TASK
Copy out the lines unchanged, starting at the line containing "Locate the blue sky" and ending at the line containing "x=360, y=100".

Records from a collection:
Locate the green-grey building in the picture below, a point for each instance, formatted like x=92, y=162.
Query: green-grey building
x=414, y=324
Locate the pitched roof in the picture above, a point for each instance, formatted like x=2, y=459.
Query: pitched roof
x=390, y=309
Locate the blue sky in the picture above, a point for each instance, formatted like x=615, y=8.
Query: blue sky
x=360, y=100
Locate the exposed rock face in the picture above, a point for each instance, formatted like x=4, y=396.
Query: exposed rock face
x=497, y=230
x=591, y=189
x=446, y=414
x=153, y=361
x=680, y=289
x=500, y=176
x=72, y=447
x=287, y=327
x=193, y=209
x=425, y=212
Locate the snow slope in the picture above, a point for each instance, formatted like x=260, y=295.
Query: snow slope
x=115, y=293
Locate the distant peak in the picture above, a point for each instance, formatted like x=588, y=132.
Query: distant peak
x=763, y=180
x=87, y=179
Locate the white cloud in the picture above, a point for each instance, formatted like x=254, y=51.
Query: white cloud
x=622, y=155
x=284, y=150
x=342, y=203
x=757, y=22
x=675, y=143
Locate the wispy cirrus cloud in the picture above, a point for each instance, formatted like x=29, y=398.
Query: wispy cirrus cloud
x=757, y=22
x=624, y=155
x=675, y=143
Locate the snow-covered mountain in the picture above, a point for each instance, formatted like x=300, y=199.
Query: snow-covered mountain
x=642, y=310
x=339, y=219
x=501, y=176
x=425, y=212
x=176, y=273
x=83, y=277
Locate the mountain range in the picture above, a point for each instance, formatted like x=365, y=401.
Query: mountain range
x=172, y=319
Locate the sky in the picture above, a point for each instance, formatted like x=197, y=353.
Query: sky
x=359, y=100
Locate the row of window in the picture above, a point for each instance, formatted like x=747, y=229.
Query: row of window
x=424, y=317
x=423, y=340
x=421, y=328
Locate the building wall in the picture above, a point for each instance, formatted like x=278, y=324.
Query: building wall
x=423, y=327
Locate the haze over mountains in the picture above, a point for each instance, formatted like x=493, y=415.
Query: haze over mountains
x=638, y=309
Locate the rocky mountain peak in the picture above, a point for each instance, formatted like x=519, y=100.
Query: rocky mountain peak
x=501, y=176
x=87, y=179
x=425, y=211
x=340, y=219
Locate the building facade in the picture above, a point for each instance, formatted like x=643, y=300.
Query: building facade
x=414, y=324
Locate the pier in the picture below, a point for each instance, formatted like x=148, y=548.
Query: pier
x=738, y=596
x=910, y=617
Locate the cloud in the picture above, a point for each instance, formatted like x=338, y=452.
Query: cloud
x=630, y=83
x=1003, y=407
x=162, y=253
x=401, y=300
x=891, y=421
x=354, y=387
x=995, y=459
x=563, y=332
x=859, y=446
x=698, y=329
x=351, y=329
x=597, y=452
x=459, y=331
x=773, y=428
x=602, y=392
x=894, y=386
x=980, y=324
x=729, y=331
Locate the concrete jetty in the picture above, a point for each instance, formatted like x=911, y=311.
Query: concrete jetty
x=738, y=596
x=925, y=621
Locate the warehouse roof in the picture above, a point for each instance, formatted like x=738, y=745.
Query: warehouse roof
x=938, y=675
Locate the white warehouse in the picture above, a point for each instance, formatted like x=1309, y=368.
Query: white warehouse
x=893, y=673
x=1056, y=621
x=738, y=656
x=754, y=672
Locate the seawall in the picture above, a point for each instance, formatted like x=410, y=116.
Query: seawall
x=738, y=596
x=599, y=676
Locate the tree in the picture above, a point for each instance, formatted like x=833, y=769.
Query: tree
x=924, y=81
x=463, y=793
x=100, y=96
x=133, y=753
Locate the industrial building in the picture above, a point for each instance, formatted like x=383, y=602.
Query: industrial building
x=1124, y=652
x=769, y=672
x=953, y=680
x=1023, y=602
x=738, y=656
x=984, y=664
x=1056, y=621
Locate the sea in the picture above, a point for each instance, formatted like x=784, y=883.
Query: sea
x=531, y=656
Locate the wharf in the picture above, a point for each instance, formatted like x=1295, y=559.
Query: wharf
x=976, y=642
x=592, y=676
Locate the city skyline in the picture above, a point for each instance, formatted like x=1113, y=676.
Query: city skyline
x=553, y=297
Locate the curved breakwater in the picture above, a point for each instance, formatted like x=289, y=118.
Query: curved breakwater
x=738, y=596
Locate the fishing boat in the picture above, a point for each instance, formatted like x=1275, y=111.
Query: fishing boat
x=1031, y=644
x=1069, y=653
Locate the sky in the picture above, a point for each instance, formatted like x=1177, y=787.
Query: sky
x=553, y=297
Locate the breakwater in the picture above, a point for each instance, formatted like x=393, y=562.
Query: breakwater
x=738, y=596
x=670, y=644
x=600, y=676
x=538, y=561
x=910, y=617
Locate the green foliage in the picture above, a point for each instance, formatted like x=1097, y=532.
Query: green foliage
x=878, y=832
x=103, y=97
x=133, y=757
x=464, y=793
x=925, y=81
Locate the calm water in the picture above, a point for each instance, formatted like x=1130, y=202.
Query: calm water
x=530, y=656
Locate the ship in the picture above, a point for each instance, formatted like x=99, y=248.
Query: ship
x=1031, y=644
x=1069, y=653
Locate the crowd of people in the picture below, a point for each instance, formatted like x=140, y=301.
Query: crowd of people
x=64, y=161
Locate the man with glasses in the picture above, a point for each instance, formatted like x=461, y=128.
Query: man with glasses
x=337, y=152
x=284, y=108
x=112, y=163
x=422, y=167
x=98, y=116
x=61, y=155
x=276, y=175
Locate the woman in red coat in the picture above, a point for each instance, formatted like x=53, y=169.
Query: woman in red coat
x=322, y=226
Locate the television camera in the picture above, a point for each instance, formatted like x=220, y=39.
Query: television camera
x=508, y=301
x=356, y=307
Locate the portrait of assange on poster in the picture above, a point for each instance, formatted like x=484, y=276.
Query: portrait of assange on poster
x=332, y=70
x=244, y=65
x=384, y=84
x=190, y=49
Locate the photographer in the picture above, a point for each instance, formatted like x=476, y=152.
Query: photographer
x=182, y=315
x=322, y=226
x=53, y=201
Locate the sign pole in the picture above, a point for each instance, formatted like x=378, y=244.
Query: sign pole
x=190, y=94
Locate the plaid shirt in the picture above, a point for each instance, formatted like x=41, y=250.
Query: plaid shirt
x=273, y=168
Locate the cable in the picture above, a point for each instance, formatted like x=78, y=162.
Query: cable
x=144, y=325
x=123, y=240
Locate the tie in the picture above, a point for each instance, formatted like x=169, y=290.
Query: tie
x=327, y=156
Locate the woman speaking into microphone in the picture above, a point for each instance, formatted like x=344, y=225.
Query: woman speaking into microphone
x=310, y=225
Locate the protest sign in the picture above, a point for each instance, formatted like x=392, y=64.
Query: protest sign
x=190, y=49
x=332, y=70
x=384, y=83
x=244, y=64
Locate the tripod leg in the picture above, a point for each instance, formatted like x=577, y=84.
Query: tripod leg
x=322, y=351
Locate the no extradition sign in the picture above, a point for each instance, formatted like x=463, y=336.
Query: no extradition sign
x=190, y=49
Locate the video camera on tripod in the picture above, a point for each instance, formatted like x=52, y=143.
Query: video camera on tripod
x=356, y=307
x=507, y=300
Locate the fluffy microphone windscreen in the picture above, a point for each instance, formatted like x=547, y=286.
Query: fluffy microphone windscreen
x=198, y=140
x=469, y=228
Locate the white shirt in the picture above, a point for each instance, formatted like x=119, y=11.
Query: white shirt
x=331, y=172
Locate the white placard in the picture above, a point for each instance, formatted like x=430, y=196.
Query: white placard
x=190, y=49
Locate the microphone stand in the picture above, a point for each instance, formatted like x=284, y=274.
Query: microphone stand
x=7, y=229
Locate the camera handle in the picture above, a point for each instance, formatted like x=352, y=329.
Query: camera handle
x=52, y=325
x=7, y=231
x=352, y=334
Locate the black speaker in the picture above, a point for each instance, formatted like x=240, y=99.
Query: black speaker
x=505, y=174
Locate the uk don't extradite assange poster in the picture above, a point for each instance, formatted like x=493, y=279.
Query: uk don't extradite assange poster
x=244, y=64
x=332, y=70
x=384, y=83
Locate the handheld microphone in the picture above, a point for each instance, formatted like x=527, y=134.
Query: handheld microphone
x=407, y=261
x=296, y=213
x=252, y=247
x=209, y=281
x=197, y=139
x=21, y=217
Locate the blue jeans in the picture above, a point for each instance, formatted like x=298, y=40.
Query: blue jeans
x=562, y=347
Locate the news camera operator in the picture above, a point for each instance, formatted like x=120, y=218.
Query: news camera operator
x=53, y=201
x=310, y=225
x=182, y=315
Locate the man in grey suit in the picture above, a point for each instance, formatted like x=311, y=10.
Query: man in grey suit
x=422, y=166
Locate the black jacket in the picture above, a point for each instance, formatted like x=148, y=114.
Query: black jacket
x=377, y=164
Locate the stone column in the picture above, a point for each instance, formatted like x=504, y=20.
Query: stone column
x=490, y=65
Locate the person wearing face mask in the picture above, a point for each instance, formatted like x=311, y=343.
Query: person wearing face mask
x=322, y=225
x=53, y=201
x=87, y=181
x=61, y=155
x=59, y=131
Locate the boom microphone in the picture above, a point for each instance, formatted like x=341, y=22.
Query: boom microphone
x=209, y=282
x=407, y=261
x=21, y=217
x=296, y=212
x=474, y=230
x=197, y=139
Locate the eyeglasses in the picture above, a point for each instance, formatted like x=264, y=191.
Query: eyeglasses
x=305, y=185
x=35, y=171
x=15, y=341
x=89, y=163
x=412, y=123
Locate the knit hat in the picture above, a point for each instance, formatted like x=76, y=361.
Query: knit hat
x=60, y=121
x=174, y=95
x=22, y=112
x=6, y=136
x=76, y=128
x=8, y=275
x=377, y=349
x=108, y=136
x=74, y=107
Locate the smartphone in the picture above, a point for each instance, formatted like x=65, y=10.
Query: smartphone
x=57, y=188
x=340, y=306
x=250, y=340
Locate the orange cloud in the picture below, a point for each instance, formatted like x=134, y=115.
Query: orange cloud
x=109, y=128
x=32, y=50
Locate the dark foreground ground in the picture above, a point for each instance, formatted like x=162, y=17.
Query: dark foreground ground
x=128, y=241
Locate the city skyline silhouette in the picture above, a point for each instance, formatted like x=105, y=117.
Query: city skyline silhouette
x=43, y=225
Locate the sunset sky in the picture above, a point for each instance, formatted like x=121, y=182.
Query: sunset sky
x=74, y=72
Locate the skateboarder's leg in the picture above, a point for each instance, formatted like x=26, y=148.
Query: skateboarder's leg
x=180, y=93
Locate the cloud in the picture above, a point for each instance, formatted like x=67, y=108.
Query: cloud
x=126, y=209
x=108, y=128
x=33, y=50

RESULT OF THIS EXERCISE
Locate the blue sky in the picture above, a point for each instance, formatted like x=615, y=8.
Query: blue sky
x=360, y=100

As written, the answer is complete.